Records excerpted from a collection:
+ + +

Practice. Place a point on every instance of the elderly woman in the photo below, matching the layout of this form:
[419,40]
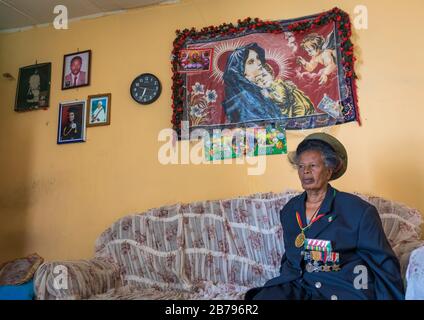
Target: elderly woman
[335,246]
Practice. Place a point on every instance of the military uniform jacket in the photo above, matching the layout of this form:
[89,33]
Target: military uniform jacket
[355,230]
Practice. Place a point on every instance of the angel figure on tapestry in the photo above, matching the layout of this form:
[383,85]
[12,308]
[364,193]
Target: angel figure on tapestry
[322,52]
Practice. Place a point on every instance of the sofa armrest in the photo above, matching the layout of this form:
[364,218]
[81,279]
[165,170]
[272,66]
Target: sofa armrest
[415,275]
[69,280]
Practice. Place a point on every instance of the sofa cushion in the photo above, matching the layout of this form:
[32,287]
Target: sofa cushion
[20,270]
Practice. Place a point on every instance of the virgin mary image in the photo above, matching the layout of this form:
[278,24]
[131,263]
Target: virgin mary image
[252,93]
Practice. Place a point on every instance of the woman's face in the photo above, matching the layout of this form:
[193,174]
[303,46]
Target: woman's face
[313,173]
[253,66]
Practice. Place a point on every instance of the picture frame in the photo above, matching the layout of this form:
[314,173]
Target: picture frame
[33,88]
[71,124]
[98,110]
[76,70]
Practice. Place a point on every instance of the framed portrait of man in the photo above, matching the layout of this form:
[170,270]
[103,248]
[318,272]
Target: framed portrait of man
[33,90]
[98,110]
[76,70]
[71,125]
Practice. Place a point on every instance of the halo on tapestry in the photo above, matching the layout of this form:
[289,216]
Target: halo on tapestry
[298,73]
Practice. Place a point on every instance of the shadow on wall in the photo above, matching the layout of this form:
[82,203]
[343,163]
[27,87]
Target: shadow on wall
[396,175]
[15,188]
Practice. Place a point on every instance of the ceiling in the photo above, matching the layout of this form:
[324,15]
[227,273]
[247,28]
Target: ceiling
[15,14]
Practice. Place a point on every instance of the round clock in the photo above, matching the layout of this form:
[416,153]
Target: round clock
[146,88]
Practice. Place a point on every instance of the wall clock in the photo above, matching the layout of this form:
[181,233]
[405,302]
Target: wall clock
[146,88]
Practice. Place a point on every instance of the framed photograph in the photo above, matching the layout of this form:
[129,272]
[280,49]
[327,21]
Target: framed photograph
[98,111]
[33,90]
[76,70]
[71,126]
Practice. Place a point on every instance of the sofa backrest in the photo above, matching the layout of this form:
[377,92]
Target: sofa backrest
[238,241]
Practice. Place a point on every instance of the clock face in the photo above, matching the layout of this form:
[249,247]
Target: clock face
[146,88]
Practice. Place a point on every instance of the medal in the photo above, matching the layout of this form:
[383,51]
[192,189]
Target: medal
[300,240]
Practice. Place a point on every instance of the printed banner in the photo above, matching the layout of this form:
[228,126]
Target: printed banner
[298,73]
[253,141]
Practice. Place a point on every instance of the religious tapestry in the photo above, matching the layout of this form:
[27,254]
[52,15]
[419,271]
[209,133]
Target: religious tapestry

+ + +

## Prompt
Rewrite every line of the data from the line that contains "Practice. Place a point on every instance of the printed" through the end of the data, requests included. Multiply each coordinate in the answers by 2.05 and round it to a whole number, with halves rounded up, but leave the numbers in the requests and their format samples as they are.

## Exercise result
Practice. Place a point on every instance of the printed banner in the photo above, matching the layout of this form:
[228,126]
Target: printed banner
[611,150]
[519,289]
Practice. Place a point on every instance of the religious tapestry in the photo above, matching the layout of this form:
[27,254]
[52,15]
[419,271]
[209,133]
Target: religious tapestry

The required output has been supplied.